Almanac Music: The Definitive Melbourne Song

 

 

 

“I envy ‘Weddings, Parties, Anything’. They play songs that old men can sing in pubs and young people can dance to. We’ve been trying to do that for years.” U2’s Bono.

 

Of the many times I saw WPA play live, I think it was the first time that still remains the most memorable. ‘The Venue’ was a double storied, live venue on St Kilda’s Esplanade. Downstairs was a nightclub and upstairs was an expansive band room.

 

The stage was set high, so if you were tired of “pogo’ing” in the mosh pit, you could retreat to the back of the room and grab an ice cold VB and still see the band.

 

Just one problem. ‘The Venue’ was made entirely from timber and there was only one exit through a narrow door. Clearly a recipe for disaster, especially when we all smoked in the 80’s.

 

In 1988 WPA played support to The Pogues. It would be a celebration of rollicking folk rock with a punk attitude. WPA were blistering and it led to a superb set from The Pogues who were often unpredictable due to the erratic temperament of their gifted lead singer Shane McGowan.

 

As it turned out McGowan took a couple of slugs from a bottle of white wine and sang his heart out. The electricity both bands generated that night was palpable and the poor old Venue’s floorboards took such a hammering from the delighted mosh pit that there was concern we’d end up in the nightclub below.

 

Fast forward to Easter 2022 and it appears WPA may have played their last show at ‘Bluesfest’ in Byron Bay. Almost forty years on and judging by the footage that’s been floating around on line, they are still as adored as ever. There are even images of middle aged punters dragging their teenage kids along to hopefully garner a new generation of fans.

■ Exercise task 1:
Answer these questions from the passage on WPA:
(a) Which band did WPA play support to in 1988?
(b) What was on the downstairs level of The Venue?
(c) At which festival and town may WPA have played their last show?
■ Exercise task 2:
For each statement below, say whether it agrees with the passage on WPA, and quote the words of the passage that decide it.
(a) The Venue had several exits.
(b) Shane McGowan drank from a bottle of white wine before singing.
(c) The Venue stood on St Kilda's Esplanade.

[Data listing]
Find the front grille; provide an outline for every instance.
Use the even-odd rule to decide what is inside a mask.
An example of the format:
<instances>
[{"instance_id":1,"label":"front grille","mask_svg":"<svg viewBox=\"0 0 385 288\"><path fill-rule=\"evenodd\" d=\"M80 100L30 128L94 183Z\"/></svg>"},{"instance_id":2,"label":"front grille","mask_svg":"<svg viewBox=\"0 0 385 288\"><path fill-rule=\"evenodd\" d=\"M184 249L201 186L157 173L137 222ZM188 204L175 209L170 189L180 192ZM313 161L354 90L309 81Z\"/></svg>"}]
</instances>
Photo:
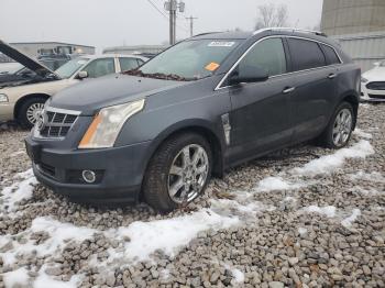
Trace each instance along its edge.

* * *

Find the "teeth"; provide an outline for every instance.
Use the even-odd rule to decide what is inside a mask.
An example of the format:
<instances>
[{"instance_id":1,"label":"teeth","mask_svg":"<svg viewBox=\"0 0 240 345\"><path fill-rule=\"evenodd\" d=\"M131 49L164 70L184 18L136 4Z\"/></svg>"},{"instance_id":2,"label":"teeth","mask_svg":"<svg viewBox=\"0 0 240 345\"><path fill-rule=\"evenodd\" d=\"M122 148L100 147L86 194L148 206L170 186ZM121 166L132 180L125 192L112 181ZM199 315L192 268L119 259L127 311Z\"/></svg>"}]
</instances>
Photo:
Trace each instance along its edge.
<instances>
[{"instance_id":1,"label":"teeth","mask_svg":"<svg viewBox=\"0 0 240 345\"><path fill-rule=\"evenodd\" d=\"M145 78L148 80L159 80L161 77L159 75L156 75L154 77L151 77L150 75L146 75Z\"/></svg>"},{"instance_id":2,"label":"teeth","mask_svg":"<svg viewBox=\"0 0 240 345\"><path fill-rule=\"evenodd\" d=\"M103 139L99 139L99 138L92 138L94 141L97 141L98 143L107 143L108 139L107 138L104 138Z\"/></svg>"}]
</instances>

■ Answer 1:
(a) The Pogues
(b) A nightclub
(c) Bluesfest, in Byron Bay

■ Answer 2:
(a) No: "there was only one exit through a narrow door"
(b) Yes: "McGowan took a couple of slugs from a bottle of white wine and sang his heart out"
(c) Yes: "a double storied, live venue on St Kilda’s Esplanade"